[Text passage Boundary: Start]
Article Abstract

Is severe re-expansion pulmonary edema still a lethal complication of closed thoracostomy or thoracic surgery?

Authors: Sang Kwon Lee, Jung Joo Hwang, Mi Hee Lim, Joo Hyung Son, Do Hyung Kim


Background: Re-expansion pulmonary edema (REPE) is a lethal complication that can occur after inserting a chest tube. However, no clinical research reports have analyzed the progress and treatment of REPE, except for a single case report review. We retrospectively analyzed the common clinical characteristics, clinical progress, and treatment outcome of REPE with respiratory failure.
Methods: We retrospectively reviewed the clinical features, treatment, and outcomes of eight patients with REPE who required ventilator care from March 2004 to March 2018.
Results: The mean PaO2/FiO2 ratio of the patients immediately after intubation was 106.5±20.2 (range, 75–128), which indicated severe hypoxia in all cases. On the first day of treatment, most of the patients showed improvement in hypoxia symptoms, and most improved to the extubation level on day 3. The mean duration of ventilator use was 2.5±0.8 days (range, 1–4 days), and the mean duration of inotropic drug use was 1.1±0.7 days (range, 0–2 days). The mean intensive care unit (ICU) stay was 4.4±1.5 days (range, 3–8 days). No deaths were recorded during the study period, and no cases of permanent complications due to REPE were observed.
[Text passage Boundary: End]
[Provided information Boundary: Start]
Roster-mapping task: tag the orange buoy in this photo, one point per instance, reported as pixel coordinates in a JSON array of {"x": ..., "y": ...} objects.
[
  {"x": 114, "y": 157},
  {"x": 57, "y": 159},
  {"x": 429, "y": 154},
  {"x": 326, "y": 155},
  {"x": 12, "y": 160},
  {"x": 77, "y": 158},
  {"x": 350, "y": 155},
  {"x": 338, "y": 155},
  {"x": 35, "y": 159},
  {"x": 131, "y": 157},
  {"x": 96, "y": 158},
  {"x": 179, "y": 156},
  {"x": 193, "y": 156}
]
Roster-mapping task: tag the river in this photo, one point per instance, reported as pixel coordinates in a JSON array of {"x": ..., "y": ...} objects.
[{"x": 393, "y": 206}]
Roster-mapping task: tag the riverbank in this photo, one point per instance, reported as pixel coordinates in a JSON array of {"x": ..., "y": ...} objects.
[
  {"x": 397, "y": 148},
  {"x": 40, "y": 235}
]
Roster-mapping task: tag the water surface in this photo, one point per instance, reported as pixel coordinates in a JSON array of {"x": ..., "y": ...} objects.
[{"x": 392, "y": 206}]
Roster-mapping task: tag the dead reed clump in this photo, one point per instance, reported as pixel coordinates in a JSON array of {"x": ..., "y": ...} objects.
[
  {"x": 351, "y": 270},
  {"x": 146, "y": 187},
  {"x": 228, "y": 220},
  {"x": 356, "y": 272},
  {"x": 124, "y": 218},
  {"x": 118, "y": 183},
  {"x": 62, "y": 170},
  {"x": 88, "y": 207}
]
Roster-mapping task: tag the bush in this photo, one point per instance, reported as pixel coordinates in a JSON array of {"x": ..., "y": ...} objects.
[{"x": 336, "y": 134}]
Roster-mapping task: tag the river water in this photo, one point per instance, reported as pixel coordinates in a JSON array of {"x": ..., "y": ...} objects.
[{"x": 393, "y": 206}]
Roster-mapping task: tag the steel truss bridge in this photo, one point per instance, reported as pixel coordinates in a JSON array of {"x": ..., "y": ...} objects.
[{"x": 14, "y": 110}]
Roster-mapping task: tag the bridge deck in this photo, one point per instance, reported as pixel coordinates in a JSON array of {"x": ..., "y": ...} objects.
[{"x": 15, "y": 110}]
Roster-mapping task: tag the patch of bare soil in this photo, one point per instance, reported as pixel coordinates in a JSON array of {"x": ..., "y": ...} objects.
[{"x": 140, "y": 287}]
[Provided information Boundary: End]
[Your instructions] Transcribe the part of the re-expansion pulmonary edema abstract starting with "Authors: Sang Kwon" and going on through "to March 2018.". The records have no connection to the text.

[Written solution]
Authors: Sang Kwon Lee, Jung Joo Hwang, Mi Hee Lim, Joo Hyung Son, Do Hyung Kim


Background: Re-expansion pulmonary edema (REPE) is a lethal complication that can occur after inserting a chest tube. However, no clinical research reports have analyzed the progress and treatment of REPE, except for a single case report review. We retrospectively analyzed the common clinical characteristics, clinical progress, and treatment outcome of REPE with respiratory failure.
Methods: We retrospectively reviewed the clinical features, treatment, and outcomes of eight patients with REPE who required ventilator care from March 2004 to March 2018.